>> START Data excerpts

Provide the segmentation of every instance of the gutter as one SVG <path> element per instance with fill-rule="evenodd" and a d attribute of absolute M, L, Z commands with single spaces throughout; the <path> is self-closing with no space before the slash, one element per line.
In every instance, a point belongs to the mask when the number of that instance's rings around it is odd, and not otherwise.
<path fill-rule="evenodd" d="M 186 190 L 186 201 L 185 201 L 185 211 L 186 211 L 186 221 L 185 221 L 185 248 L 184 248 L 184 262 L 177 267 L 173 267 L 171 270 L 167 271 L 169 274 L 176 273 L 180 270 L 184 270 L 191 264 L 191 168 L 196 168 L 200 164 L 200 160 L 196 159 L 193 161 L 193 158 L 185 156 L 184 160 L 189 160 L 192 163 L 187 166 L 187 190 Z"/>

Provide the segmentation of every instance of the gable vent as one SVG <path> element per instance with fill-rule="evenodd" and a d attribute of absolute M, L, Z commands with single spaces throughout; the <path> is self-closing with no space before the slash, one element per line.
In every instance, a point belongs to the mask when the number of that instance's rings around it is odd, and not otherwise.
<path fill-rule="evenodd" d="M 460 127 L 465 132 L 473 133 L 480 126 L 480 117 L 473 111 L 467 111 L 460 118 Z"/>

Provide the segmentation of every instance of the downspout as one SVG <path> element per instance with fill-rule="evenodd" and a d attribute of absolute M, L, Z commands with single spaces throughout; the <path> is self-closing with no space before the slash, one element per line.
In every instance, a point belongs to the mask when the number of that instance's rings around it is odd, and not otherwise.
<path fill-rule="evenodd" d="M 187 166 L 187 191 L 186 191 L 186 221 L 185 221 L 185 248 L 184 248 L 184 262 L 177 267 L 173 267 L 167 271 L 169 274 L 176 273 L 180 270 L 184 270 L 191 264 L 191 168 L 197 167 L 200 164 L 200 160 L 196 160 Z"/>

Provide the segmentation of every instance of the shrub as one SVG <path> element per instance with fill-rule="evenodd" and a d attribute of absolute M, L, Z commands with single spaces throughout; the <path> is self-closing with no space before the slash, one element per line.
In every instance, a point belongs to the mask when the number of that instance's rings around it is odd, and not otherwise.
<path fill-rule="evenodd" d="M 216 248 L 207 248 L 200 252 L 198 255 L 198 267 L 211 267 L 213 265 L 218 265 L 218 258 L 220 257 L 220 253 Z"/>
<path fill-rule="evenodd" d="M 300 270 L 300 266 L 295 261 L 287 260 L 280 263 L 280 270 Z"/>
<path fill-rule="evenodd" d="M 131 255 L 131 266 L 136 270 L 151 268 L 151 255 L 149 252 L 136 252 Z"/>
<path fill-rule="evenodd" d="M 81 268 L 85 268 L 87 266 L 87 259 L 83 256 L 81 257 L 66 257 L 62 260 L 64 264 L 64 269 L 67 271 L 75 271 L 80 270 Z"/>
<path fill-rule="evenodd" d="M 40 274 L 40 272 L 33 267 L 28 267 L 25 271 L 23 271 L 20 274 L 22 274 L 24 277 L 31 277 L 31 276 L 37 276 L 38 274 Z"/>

>> END Data excerpts

## Requirement
Copy everything from the start of the items through the line holding "186 190 L 186", inclusive, and shift every coordinate in the answers by -65.

## Exercise output
Provide the segmentation of every instance of the gutter as one SVG <path> element per instance with fill-rule="evenodd" and a d attribute of absolute M, L, Z commands with single spaces throughout; the <path> is self-closing with no space before the slash, one element per line.
In every instance, a point belongs to the mask when the number of that instance's rings around it is odd, and not otherwise.
<path fill-rule="evenodd" d="M 121 125 L 121 136 L 120 136 L 120 146 L 121 146 L 121 156 L 120 156 L 120 183 L 119 183 L 119 197 L 112 202 L 108 202 L 106 205 L 102 206 L 104 209 L 111 208 L 115 205 L 119 205 L 126 199 L 126 103 L 131 103 L 135 99 L 135 95 L 131 94 L 128 96 L 128 93 L 120 91 L 119 95 L 124 95 L 127 98 L 122 101 L 122 125 Z"/>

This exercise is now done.